Stephen George-Williams

ACSME Panel: What is the future of assessment?

George Williams

Dr Stephen George-Williams

The University of Sydney

2020. Wow, what a year! Not that 2021 has exactly been a cakewalk, but the insane number of constant changes last year really did make for an intense experience for everyone, let alone for anyone in the teaching and learning space!

When the COVID-19 pandemic first hit, I was acting as the laboratory director for all of our first-year chemistry units at the University of Sydney. As such, I was given the ‘wonderful’ challenge of creating a range of online experiences that were meant to somehow replace actually being in a teaching laboratory. You may think that this is impossible … and, well, you’d be mostly right! While some skills, such as data analysis and experimental design, can be taught and even assessed, there is no true replacement for getting into a laboratory and working with instruments and scientific glassware.

It was highly fortuitous then that I had already organised, one week before our spending was frozen, to purchase access to range of technique-focused simulations for use in the teaching of practical skills. Coupled with a range of recorded videos of in-house experiments, we could have detailed conversations with students about technical skills, even when online. Upon returning to our actual teaching laboratories (albeit socially distanced) the students noted that the simulations made them fill more confident and less anxious. Assessment was only a range of quizzes at first, but competency based in-person observations came to the fore in our face-to-face activities in late 2020, which helped reinforce the technical skills the students were developing. But what about those students enrolled remotely?

:: HOW TO COMPLETE THIS TASK ::
Reproduce the entire piece on assessment and online chemistry teaching above, word for word.

:: INFORMATION PROVIDED ::
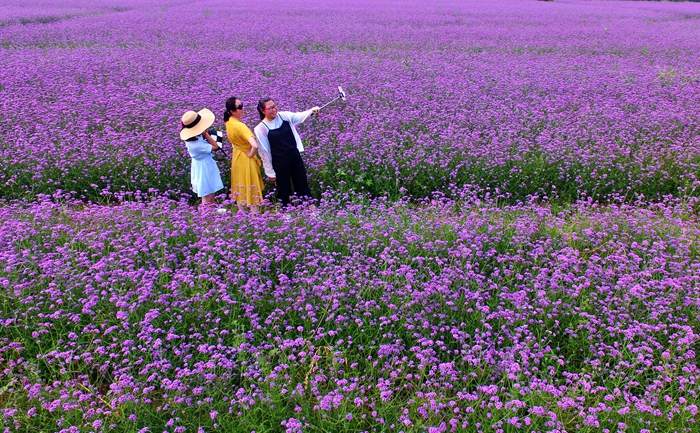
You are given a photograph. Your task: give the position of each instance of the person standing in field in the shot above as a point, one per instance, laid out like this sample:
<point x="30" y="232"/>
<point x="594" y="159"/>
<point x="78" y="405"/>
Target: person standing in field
<point x="205" y="175"/>
<point x="281" y="147"/>
<point x="246" y="181"/>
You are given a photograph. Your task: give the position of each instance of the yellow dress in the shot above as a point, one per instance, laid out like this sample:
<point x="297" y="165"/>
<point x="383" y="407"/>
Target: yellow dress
<point x="246" y="181"/>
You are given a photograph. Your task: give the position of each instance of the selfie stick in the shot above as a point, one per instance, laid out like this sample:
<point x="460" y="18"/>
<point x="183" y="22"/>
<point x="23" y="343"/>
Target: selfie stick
<point x="342" y="96"/>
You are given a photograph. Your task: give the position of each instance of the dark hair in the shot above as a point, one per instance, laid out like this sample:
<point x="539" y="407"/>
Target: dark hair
<point x="230" y="105"/>
<point x="261" y="105"/>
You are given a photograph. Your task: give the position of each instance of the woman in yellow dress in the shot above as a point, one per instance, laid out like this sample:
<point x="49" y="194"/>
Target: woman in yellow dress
<point x="246" y="181"/>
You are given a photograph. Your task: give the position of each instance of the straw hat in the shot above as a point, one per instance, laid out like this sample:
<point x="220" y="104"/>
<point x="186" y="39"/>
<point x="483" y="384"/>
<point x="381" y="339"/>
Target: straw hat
<point x="194" y="124"/>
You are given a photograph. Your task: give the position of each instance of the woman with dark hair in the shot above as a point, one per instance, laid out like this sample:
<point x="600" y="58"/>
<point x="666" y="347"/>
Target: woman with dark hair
<point x="246" y="181"/>
<point x="280" y="147"/>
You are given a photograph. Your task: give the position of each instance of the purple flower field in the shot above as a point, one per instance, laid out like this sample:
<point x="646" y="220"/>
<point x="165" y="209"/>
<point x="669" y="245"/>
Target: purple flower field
<point x="568" y="99"/>
<point x="506" y="237"/>
<point x="380" y="317"/>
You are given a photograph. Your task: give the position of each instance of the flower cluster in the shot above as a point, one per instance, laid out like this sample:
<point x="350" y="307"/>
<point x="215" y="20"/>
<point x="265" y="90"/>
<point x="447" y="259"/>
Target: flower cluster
<point x="383" y="316"/>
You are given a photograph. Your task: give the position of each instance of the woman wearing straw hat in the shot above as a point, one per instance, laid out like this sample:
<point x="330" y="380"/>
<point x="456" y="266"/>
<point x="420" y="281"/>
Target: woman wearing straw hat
<point x="205" y="175"/>
<point x="246" y="181"/>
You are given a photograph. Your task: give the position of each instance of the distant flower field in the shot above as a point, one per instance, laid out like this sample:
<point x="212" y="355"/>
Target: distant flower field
<point x="506" y="237"/>
<point x="565" y="99"/>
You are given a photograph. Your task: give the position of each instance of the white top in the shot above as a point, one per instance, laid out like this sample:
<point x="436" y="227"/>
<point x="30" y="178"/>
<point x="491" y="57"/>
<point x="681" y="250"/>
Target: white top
<point x="261" y="134"/>
<point x="205" y="175"/>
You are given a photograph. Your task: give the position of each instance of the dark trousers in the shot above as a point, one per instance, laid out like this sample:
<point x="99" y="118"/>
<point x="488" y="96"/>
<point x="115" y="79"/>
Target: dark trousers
<point x="290" y="166"/>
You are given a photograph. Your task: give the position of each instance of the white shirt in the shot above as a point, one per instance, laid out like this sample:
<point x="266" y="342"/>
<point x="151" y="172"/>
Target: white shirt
<point x="261" y="134"/>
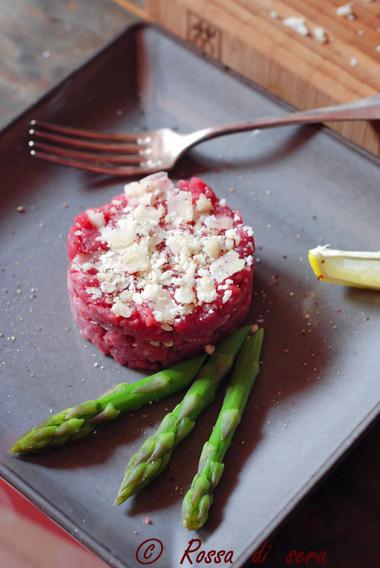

:: ANSWER TO THIS EXERCISE ::
Stephen George-Williams

ACSME Panel: What is the future of assessment?

George Williams

Dr Stephen George-Williams

The University of Sydney

2020. Wow, what a year! Not that 2021 has exactly been a cakewalk, but the insane number of constant changes last year really did make for an intense experience for everyone, let alone for anyone in the teaching and learning space!

When the COVID-19 pandemic first hit, I was acting as the laboratory director for all of our first-year chemistry units at the University of Sydney. As such, I was given the ‘wonderful’ challenge of creating a range of online experiences that were meant to somehow replace actually being in a teaching laboratory. You may think that this is impossible … and, well, you’d be mostly right! While some skills, such as data analysis and experimental design, can be taught and even assessed, there is no true replacement for getting into a laboratory and working with instruments and scientific glassware.

It was highly fortuitous then that I had already organised, one week before our spending was frozen, to purchase access to range of technique-focused simulations for use in the teaching of practical skills. Coupled with a range of recorded videos of in-house experiments, we could have detailed conversations with students about technical skills, even when online. Upon returning to our actual teaching laboratories (albeit socially distanced) the students noted that the simulations made them fill more confident and less anxious. Assessment was only a range of quizzes at first, but competency based in-person observations came to the fore in our face-to-face activities in late 2020, which helped reinforce the technical skills the students were developing. But what about those students enrolled remotely?